● Source passage
^^^^^^^^

What completing the Quran means and why regularity matters
Completing the Quran, known as khatam, means reading the entire mushaf from the opening of Surah Al-Fatihah to the end of Surah An-Nas. The standard Madinah print contains 30 juz, 114 surahs, and 604 pages. Learning how to finish reading the Quran regularly means learning how to divide all those pages into a daily schedule you can sustain every single day without breaking the chain.
Regular reading sits at the heart of this practice because the Quran was revealed to be recited repeatedly, reflected upon, and acted upon. A reading kept up each day keeps the tongue moist with verses, preserves whatever you have memorized, and grows a closeness of heart with the words of Allah. Finishing once and then stopping leaves little lasting effect; finishing repeatedly through the year shapes character and brings calm to the soul.
For a Muslim family, building the habit of how to finish reading the Quran in an orderly way plants discipline in worship from an early age. A child who sees a parent open the mushaf at a fixed time each day will imitate it. This is among the finest legacies you can leave: a love for the Quran that grows from habit and then settles into character.
It helps to understand that completion is a journey, and its success is measured by continuity. Many people who finish the Quran several times each year began from a small habit kept up with patience. Intend your recitation to draw nearer to Allah, then entrust the outcome to Him with trust. With a sincere intention, every page you read carries the weight of worship, and its blessing is felt in the heart and in your daily life alike.
اقْرَءُوا الْقُرْآنَ فَإِنَّهُ يَأْتِي يَوْمَ الْقِيَامَةِ شَفِيعًا لِأَصْحَابِهِ
Iqra'ul-Qur'ana fa innahu ya'ti yawmal-qiyamati syafi'an li ash-habih
Read the Quran, for it will come on the Day of Resurrection as an intercessor for its companions.
How to finish reading the Quran: pages and juz per day
The first step in how to finish reading the Quran regularly is fixing a time frame, then translating it into a measurable daily target. The most practical benchmark uses the page count of the standard mushaf, which is 604 pages. The formula is simple: divide 604 by the number of days you target, and the result is the number of pages to read each day.
To finish within 30 days, 604 divided by 30 gives roughly 20 pages per day, equal to one full juz. To finish within 60 days, the target is about 10 pages or half a juz per day. To finish within 90 days or three months, around 7 pages per day suffices. Choose a number realistic for your schedule, since a target that is too heavy breaks consistency.
A juz-based benchmark also helps beginners. One juz of the standard mushaf holds 20 pages or two hizb. If you can manage one juz a day, completion arrives within a month. If one hizb a day, completion arrives within 60 days. Write this target on the mushaf cover or in an app so it stays visible, and you always know exactly how much to read today.
To test whether your target is realistic, run a three-day trial. Read with a reasonable tartil, then note how many minutes you need to finish the daily portion. If it feels so heavy that it disrupts your other duties, lower the target; if it feels light with time to spare, raise it a little. Adjusting from real experience produces a schedule that truly fits your life, so consistency becomes easier to keep over the long run.
Proven division methods for regular completion
Several reading-division methods have long been used so that completion feels light. The first divides the reading after the obligatory prayers. Split a daily target of one juz across the five prayers, so after each prayer you read about four pages. This uses the moments when you are already at your prayer place with your ablution still intact.

^^^^^^^^

● Dataset records
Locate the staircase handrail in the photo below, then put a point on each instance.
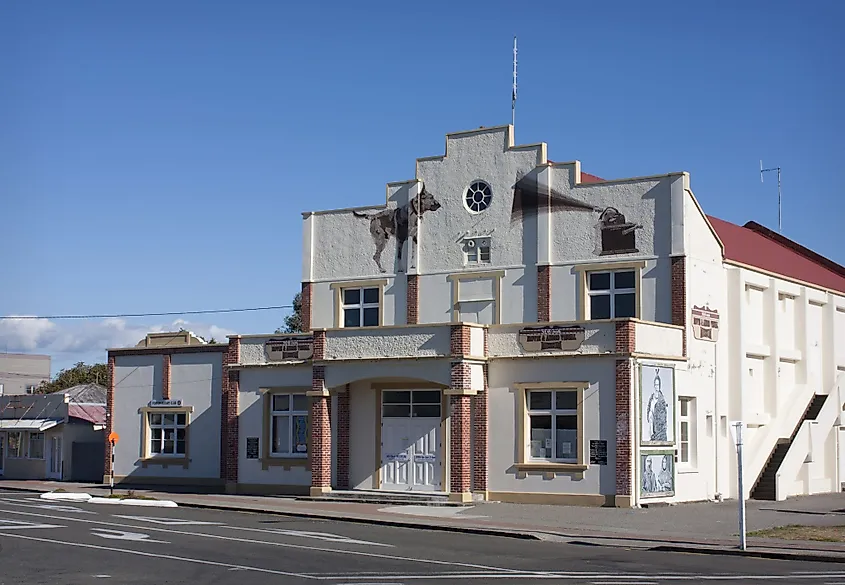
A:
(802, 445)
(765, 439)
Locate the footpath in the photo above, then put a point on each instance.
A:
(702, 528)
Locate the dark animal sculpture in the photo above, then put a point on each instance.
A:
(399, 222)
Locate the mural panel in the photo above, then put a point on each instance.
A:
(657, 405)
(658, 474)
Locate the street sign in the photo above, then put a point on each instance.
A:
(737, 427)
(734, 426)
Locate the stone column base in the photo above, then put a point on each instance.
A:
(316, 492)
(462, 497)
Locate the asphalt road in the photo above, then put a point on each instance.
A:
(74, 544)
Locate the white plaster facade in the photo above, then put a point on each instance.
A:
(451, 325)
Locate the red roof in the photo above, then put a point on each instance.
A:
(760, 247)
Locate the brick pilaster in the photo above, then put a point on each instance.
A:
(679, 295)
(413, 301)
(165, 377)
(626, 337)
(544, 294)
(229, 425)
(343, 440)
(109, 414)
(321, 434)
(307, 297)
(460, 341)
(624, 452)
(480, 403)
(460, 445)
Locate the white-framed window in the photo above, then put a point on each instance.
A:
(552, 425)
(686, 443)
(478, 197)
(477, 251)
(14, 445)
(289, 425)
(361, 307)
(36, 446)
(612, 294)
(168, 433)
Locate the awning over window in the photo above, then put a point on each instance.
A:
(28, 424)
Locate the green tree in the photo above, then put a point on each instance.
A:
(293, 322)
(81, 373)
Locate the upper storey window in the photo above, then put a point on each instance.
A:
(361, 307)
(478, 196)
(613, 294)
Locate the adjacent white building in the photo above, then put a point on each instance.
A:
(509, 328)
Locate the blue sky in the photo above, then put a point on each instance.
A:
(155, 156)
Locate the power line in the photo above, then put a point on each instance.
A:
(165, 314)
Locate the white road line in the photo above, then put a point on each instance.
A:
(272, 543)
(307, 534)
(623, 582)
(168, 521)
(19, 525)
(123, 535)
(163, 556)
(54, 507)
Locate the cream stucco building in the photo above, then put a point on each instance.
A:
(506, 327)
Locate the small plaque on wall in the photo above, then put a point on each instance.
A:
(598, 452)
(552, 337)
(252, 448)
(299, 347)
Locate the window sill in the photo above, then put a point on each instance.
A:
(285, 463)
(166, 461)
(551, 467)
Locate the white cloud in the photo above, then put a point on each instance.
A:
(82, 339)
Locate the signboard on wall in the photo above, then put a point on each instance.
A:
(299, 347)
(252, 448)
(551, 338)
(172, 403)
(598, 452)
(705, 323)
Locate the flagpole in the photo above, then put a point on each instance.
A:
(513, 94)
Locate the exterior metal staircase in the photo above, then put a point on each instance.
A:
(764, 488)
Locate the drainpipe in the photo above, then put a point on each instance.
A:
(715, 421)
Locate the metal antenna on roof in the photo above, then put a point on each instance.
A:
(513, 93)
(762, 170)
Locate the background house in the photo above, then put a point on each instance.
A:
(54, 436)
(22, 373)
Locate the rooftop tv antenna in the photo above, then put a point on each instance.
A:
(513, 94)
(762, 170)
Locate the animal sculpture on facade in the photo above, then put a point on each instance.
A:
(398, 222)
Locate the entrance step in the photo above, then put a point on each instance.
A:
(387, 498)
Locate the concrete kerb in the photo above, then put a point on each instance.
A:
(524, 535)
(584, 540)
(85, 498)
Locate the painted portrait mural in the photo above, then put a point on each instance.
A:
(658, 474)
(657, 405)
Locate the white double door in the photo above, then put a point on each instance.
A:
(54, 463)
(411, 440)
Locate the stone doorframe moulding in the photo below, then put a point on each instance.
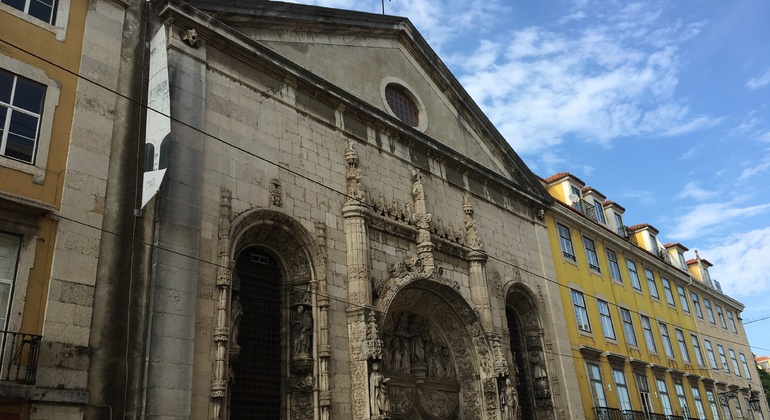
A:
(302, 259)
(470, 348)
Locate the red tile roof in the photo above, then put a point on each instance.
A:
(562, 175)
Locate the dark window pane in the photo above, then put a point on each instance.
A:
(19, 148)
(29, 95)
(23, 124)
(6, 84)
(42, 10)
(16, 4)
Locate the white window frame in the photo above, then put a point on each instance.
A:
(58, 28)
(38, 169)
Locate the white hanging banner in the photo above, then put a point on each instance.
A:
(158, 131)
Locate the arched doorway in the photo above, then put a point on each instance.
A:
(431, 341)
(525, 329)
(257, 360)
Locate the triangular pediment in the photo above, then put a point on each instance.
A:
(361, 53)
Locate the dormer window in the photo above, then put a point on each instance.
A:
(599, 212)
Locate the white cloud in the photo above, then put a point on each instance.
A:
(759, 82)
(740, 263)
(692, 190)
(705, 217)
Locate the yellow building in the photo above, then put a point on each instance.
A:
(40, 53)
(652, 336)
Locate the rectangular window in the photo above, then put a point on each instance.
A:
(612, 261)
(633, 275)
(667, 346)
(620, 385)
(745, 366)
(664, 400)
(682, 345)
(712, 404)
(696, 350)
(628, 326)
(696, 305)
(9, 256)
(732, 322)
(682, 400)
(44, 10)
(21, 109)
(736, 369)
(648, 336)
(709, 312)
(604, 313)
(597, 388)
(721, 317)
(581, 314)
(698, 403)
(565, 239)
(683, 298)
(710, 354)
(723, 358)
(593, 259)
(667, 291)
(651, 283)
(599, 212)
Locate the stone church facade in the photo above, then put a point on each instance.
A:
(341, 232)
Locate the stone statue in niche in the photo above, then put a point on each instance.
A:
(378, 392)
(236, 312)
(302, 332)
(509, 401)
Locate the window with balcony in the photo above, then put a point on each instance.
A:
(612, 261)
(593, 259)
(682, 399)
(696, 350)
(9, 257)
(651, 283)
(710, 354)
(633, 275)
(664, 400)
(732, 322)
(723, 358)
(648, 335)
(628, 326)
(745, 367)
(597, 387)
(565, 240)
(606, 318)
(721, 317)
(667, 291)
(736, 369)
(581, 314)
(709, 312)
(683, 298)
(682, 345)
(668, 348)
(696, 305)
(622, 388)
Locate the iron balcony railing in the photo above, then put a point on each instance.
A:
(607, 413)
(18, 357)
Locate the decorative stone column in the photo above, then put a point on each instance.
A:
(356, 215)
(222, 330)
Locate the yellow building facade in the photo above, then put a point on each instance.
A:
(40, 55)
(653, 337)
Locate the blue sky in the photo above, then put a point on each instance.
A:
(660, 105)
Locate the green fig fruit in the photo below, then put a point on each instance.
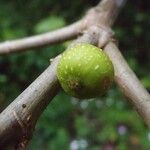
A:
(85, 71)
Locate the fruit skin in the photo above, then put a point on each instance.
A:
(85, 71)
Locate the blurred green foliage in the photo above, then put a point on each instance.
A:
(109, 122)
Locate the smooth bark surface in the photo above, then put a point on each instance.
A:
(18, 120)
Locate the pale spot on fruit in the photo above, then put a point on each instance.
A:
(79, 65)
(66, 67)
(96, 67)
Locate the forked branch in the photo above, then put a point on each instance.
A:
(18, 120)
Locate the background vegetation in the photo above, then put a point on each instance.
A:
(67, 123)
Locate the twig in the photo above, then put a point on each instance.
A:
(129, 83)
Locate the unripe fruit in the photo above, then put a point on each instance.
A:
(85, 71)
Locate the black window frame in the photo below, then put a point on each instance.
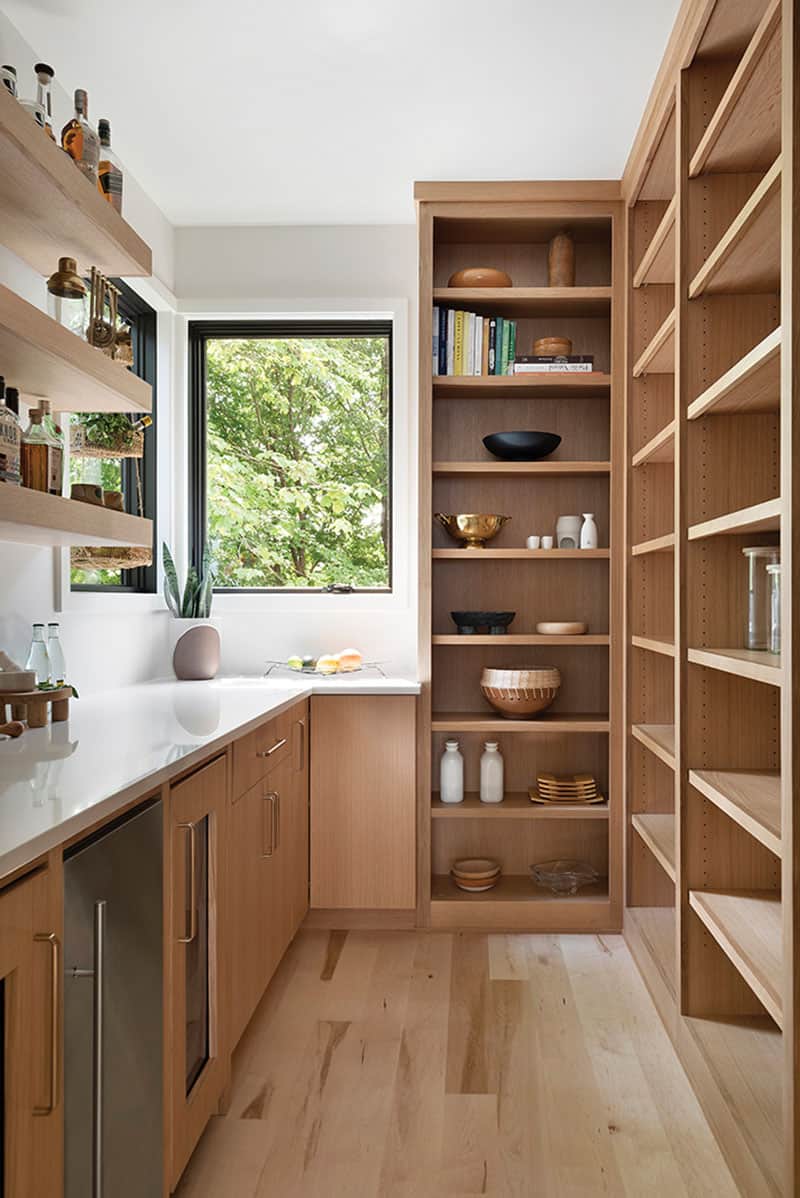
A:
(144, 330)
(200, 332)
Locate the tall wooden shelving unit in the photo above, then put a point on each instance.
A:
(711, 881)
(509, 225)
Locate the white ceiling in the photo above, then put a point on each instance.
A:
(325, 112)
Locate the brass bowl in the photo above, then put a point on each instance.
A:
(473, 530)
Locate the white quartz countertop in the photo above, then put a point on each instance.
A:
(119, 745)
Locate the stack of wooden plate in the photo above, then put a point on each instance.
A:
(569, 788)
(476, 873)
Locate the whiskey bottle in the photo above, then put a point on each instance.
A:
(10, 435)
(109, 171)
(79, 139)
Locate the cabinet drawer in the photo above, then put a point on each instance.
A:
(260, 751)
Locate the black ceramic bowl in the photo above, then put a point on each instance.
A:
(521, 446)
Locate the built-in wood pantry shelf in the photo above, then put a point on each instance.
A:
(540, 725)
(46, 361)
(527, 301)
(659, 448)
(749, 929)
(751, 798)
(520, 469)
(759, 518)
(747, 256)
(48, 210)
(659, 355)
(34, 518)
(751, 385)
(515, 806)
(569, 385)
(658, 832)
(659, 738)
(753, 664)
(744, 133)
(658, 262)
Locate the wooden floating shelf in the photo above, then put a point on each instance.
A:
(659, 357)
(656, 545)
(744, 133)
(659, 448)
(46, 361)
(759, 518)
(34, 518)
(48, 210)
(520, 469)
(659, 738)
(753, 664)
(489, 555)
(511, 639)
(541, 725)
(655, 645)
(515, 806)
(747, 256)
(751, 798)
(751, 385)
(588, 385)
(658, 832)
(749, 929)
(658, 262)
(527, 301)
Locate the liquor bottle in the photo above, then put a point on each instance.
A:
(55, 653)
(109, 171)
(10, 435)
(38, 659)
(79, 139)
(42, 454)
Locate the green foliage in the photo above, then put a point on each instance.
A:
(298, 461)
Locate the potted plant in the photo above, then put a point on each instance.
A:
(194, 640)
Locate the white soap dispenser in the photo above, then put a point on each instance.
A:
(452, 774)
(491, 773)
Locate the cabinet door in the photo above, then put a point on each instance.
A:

^^^^^^^^

● Requirement A
In the passage on completing the Quran, which completion time frames are given, and how many pages per day does each require?
● Requirement B
Which lines of the entries contain the string "wall"? Track down every one and copy each line in full, treating case as significant.

● Output A
- 30 days: roughly 20 pages per day, equal to one full juz
- 60 days: about 10 pages, or half a juz, per day
- 90 days (three months): around 7 pages per day

● Output B
Locate the small plaque on wall in the photo above, then put a point on each instance.
Locate the signboard on wall in the photo above, then put a point on each instance.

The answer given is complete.